■ Your instructions
Put the lines of the data from the line containing "of the pile" through the final line of the data into a numbered list, omitting any blank lines.

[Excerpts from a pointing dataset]
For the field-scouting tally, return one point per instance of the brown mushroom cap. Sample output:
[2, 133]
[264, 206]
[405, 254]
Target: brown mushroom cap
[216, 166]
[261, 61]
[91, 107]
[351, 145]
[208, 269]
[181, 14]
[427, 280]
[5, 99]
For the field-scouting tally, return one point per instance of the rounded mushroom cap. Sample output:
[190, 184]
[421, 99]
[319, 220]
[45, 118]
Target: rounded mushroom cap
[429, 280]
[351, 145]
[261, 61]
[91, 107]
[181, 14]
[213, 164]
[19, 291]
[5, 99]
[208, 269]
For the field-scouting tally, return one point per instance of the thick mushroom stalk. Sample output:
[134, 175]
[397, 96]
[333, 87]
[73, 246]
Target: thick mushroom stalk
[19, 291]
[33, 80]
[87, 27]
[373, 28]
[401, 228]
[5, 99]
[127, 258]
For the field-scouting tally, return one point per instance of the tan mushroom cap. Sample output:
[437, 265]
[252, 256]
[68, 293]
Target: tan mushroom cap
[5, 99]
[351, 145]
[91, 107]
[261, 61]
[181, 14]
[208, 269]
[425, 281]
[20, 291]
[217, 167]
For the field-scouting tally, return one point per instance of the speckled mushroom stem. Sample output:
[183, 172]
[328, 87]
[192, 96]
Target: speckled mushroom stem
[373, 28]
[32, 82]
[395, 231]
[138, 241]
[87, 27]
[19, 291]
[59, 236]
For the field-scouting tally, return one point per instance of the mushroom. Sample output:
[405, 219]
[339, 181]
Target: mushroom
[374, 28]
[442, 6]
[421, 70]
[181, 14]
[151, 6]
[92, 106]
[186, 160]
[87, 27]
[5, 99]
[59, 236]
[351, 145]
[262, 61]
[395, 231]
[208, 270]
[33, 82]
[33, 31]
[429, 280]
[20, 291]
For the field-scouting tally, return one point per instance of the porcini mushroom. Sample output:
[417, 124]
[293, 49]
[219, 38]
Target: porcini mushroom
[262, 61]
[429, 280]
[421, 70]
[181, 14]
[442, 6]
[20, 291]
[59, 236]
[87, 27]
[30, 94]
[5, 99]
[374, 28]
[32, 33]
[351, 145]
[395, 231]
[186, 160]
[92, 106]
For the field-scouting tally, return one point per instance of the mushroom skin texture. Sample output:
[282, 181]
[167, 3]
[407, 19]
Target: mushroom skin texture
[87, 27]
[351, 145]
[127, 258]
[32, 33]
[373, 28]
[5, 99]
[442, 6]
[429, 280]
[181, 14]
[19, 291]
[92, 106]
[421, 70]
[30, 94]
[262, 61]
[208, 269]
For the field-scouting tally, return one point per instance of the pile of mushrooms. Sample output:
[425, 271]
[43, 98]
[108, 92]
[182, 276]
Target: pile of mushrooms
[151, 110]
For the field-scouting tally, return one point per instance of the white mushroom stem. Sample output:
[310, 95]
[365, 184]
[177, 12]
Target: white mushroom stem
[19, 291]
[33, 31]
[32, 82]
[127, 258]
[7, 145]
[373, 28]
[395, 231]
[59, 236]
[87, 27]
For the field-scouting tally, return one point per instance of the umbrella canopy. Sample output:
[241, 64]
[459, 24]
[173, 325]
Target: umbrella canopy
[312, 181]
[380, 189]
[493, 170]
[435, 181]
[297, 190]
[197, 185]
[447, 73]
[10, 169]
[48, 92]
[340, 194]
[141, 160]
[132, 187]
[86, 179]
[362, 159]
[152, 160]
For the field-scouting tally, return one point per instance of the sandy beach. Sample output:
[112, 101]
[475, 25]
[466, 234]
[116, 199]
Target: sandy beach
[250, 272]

■ Solution for this problem
1. For the field-scouting tally, return one point per instance of the pile of mushrooms. Sample output:
2. [425, 271]
3. [43, 98]
4. [108, 92]
5. [182, 276]
6. Target: pile of mushrooms
7. [151, 110]
8. For the field-scouting tally, return one point per instance of the white mushroom stem. Sample output:
9. [310, 95]
10. [365, 184]
11. [177, 12]
12. Target: white mushroom stem
13. [19, 291]
14. [33, 31]
15. [32, 82]
16. [127, 258]
17. [7, 145]
18. [373, 28]
19. [395, 231]
20. [59, 236]
21. [87, 27]
22. For the field-scouting tally, return one point per instance of the umbrella canopy. Sample output:
23. [241, 64]
24. [459, 24]
25. [173, 325]
26. Target: umbrella canopy
27. [312, 181]
28. [380, 189]
29. [493, 170]
30. [435, 181]
31. [297, 190]
32. [197, 185]
33. [447, 73]
34. [10, 169]
35. [48, 92]
36. [340, 194]
37. [141, 160]
38. [132, 187]
39. [86, 179]
40. [362, 159]
41. [152, 160]
42. For the field-scouting tally, return one point per instance of the sandy beach. Sample output:
43. [112, 101]
44. [475, 25]
45. [466, 234]
46. [116, 199]
47. Target: sandy beach
48. [250, 272]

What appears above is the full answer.